[Supplied records — start]
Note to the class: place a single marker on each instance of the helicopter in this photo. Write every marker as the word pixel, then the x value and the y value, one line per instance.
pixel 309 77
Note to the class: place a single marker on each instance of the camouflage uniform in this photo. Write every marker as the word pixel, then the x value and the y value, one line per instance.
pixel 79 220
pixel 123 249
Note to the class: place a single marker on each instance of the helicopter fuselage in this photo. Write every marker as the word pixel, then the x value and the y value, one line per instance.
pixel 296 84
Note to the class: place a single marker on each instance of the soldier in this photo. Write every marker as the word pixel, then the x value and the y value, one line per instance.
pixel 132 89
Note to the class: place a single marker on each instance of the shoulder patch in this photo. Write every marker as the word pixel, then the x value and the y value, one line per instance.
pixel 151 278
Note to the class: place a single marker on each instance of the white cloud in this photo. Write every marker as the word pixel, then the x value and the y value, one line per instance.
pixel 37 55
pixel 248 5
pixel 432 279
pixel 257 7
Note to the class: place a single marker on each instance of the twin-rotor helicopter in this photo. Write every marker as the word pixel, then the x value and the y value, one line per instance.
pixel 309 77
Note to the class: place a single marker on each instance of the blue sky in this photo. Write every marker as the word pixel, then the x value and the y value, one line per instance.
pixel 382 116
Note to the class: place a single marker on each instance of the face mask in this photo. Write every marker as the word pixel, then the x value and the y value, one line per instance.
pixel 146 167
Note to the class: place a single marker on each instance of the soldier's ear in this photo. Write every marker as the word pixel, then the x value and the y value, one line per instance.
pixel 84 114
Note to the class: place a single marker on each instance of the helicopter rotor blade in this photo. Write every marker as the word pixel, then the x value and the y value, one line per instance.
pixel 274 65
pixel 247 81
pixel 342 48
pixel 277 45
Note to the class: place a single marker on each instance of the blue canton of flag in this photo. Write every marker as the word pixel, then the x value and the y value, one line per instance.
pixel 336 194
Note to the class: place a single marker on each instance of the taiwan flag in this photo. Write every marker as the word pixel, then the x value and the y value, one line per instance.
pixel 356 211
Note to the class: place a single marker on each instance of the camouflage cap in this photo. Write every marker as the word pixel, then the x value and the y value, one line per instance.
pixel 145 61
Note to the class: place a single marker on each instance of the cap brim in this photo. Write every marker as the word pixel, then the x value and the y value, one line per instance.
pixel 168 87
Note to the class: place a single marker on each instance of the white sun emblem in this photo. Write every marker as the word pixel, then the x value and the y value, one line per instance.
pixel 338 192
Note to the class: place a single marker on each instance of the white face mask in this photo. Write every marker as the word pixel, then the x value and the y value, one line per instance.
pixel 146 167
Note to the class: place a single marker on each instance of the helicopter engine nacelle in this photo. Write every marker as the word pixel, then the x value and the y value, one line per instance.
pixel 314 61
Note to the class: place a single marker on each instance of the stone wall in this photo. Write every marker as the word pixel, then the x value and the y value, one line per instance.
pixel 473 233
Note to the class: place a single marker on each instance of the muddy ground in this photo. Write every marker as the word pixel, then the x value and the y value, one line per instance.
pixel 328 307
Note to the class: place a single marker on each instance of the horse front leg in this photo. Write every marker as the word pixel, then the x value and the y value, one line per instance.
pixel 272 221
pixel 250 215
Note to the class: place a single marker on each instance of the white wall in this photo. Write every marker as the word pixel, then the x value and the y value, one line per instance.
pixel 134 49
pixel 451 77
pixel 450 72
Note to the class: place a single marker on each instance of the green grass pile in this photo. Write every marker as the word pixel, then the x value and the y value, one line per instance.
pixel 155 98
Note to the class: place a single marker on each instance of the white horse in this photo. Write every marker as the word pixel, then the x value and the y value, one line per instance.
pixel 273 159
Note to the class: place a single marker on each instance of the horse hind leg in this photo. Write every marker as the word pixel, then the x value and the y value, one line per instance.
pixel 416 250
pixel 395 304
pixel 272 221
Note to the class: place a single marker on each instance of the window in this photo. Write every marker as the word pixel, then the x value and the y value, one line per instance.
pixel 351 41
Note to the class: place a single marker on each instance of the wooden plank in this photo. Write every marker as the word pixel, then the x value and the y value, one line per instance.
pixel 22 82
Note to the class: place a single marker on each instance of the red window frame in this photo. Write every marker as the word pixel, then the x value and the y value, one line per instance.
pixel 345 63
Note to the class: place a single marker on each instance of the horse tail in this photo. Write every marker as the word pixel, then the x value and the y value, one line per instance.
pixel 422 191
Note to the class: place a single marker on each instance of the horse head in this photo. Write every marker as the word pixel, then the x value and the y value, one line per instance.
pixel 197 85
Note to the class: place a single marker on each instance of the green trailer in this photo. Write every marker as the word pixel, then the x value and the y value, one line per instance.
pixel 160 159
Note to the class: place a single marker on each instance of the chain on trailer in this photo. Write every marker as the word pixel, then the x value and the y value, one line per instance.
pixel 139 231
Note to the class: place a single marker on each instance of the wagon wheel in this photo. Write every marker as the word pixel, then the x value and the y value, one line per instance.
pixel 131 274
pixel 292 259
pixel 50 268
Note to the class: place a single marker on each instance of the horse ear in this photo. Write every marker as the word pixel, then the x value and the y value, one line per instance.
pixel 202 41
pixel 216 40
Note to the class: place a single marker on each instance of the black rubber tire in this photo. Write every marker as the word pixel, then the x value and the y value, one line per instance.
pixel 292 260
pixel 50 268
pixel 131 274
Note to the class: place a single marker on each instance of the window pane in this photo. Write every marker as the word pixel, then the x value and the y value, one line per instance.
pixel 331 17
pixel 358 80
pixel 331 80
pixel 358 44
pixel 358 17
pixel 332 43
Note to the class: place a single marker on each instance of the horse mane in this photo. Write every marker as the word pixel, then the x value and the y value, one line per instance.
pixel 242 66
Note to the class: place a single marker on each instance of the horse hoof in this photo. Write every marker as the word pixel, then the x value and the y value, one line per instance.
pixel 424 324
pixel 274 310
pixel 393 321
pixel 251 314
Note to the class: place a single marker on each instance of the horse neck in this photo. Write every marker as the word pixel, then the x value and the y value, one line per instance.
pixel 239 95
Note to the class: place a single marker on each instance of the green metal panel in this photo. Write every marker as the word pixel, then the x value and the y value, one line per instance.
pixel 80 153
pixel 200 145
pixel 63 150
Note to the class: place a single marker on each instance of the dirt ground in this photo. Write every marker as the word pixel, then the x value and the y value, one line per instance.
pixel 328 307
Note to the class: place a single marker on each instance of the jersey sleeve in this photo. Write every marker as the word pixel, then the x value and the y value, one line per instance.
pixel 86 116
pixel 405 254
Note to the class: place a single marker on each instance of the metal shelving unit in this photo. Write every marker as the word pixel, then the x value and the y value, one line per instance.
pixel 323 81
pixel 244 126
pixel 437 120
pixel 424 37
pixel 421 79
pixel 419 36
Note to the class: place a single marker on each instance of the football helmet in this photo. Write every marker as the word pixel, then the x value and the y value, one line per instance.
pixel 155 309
[Supplied records — finish]
### [Action item]
An exact copy of every entry is what's needed, so retype them all.

### [Result below]
Note to the class: place a single marker on each instance of the helicopter in this photo. Write every marker as the word pixel, then the x value and the y value, one line per instance.
pixel 309 77
Note to the class: place a single marker on each instance of the camouflage uniform in this photo. Write every marker as the word pixel, then the x value and the y value, one line per instance.
pixel 79 220
pixel 123 249
Note to the class: place a single marker on each instance of the helicopter fuselage in this photo. Write every marker as the word pixel, then the x value and the y value, one line per instance.
pixel 296 84
Note to the class: place a single marker on each instance of the soldier in this photo. Write every marker as the word pixel, then the x value and the y value, one line per instance.
pixel 132 89
Note to the class: place a single marker on each instance of the shoulder patch in this photo. Write every marker as the word pixel, then the x value and the y value, one line per instance.
pixel 151 278
Note to the class: place a single marker on each instance of the white cloud in this photo. Write every marker as the word pixel, then the x value and the y value, one line per instance.
pixel 37 55
pixel 248 5
pixel 432 279
pixel 257 7
Note to the class: place a single marker on each instance of the twin-rotor helicopter in this photo. Write every marker as the word pixel, then the x value and the y value, one line per instance.
pixel 309 77
Note to the class: place a single marker on each instance of the blue sky in this photo. Write every marker as the word pixel, then the x value and the y value, one line per instance.
pixel 382 116
Note to the class: place a single marker on each instance of the face mask in this photo. Write every marker as the word pixel, then the x value and the y value, one line per instance.
pixel 146 167
Note to the class: place a single marker on each instance of the soldier's ear in this photo. Write every marker as the word pixel, then the x value and the y value, one line per instance.
pixel 84 114
Note to the class: place a single marker on each instance of the helicopter rotor blade in this photo. Write every marker as the word pixel, then the x value and the y value, one line per instance.
pixel 274 65
pixel 247 81
pixel 342 48
pixel 277 45
Note to the class: place a single marker on each instance of the blue canton of flag in this photo. Write every marker as the word pixel, then the x value and the y value, one line per instance.
pixel 336 194
Note to the class: place a single marker on each instance of the taiwan flag in this photo. Write every marker as the word pixel, then the x value and the y value, one line per instance.
pixel 356 211
Note to the class: place a single marker on each instance of the camouflage cap in this photo. Write every marker as the word pixel, then the x value and the y value, one line per instance.
pixel 145 61
Note to the class: place a single marker on each instance of the cap brim in this photo. Write every marker as the word pixel, then the x value and the y value, one line per instance.
pixel 168 87
Note to the class: place a single marker on each instance of the white sun emblem in this photo. Write every marker as the word pixel, then the x value and the y value, one line per instance.
pixel 338 192
Note to the class: place a single marker on each instance of the white face mask in this photo. Write every marker as the word pixel, then the x value and the y value, one line per instance.
pixel 146 167
Note to the class: place a single marker on each instance of the helicopter engine nacelle in this photo. Write every marker as the word pixel, then the x value and the y value, one line per instance.
pixel 314 61
Note to the class: place a single marker on each instance of the stone wall in this photo. Write every marker as the word pixel, then the x value and the y value, one line per instance.
pixel 473 233
Note to the class: place a single marker on each instance of the muddy ground in this photo. Write every marker as the word pixel, then the x value and the y value, one line per instance.
pixel 328 307
Note to the class: place a single marker on each instance of the horse front leg in this photo. Write every marker as the word pixel, then the x value and the y value, one line per instance.
pixel 272 221
pixel 250 215
Note to the class: place a single marker on each instance of the white wall in this photo. Write every marker as the word pixel, then the x value and the y value, one line per instance.
pixel 134 49
pixel 451 77
pixel 450 72
Note to the class: place a single marker on each instance of the green grass pile in this photo. Write every marker as the word pixel, then the x value and the y value, one line per instance.
pixel 155 98
Note to the class: place a single marker on each instance of the white horse in this photo. Write every marker as the word pixel, then the x value and the y value, one line per instance.
pixel 273 159
Note to the class: place a single marker on each instance of the horse hind leg in this photo. Write every marker as the word pixel, then the x value and the y value, one line per instance.
pixel 416 250
pixel 395 304
pixel 272 221
Note to the class: place a single marker on each instance of the window in this photo. Write every marker as the word pixel, then the x value and the y value, one line per instance.
pixel 351 41
Note to the class: place a single marker on each instance of the wooden plank in this photo. Write every marker as the word pixel, then the x value and the y value, one line per instance.
pixel 22 82
Note to the class: place a single marker on each instance of the red window frame in this photo. Write every marker as the word pixel, then the x value and the y value, one line per instance.
pixel 345 63
Note to the class: place a single marker on each instance of the horse tail in this photo. Write every marker as the word pixel, then the x value and the y value, one line per instance.
pixel 422 191
Note to the class: place a single marker on each instance of the horse head in this photo. Write every marker as the word pixel, then the x value and the y value, one line per instance.
pixel 197 85
Note to the class: place a single marker on each instance of the green trailer in this photo. Write every marker as the word pixel, then the x value and the y value, one line per instance.
pixel 160 159
Note to the class: place a single marker on each instance of the chain on trailer in this photo. Write every marker as the word pixel, then the x value and the y value, one line per instance.
pixel 139 231
Note to the class: place a single marker on each instance of the wagon wheel in this photo. Write every marker as the word pixel, then the x value and the y value, one line per instance.
pixel 131 274
pixel 292 259
pixel 50 268
Note to the class: place a single marker on each instance of the horse ear in this photo. Write every marker as the word pixel, then the x value and the y value, one line per instance.
pixel 202 41
pixel 216 40
Note to the class: place a single marker on each instance of the black rubber tire in this photo. Write every marker as the word pixel, then the x value and the y value, one line per instance.
pixel 292 260
pixel 50 268
pixel 131 274
Note to the class: place a single marker on each instance of the window pane in this photo. Write every marker as the word pixel, then the x value and the y value, one line per instance.
pixel 331 17
pixel 358 80
pixel 331 80
pixel 358 44
pixel 358 17
pixel 332 43
Note to the class: place a single marker on each instance of the horse mane in this photo. Write every marker as the word pixel, then the x value and the y value, one line per instance.
pixel 242 66
Note to the class: place a single marker on each instance of the horse hoof in this photo. Write every marker as the word pixel, then the x value and the y value, one line per instance.
pixel 424 324
pixel 274 310
pixel 393 321
pixel 251 314
Note to the class: place a single marker on each instance of the horse neck in this photo. Write every marker as the word pixel, then the x value and the y value, one line per instance.
pixel 239 95
Note to the class: place a single marker on each instance of the green metal panel in this photo. Write every marker as the word pixel, then the x value and the y value, one line per instance.
pixel 80 153
pixel 200 145
pixel 63 150
Note to the class: place a single marker on each instance of the dirt ground in this photo. Write every marker as the word pixel, then the x value and the y value, one line per instance.
pixel 328 307
Note to the class: place a single marker on each instance of the jersey sleeve in this photo. Write every marker as the word pixel, then the x value and the y value, one line per instance.
pixel 86 116
pixel 405 254
Note to the class: place a single marker on each instance of the metal shelving unit in this photo. Write every marker as the word pixel, then the x value and the y value, one line per instance.
pixel 323 81
pixel 244 126
pixel 437 120
pixel 424 37
pixel 421 79
pixel 419 36
Note to the class: place a single marker on each instance of the football helmet in this photo. Write every marker as the word pixel, then the x value and the y value, one line per instance.
pixel 155 309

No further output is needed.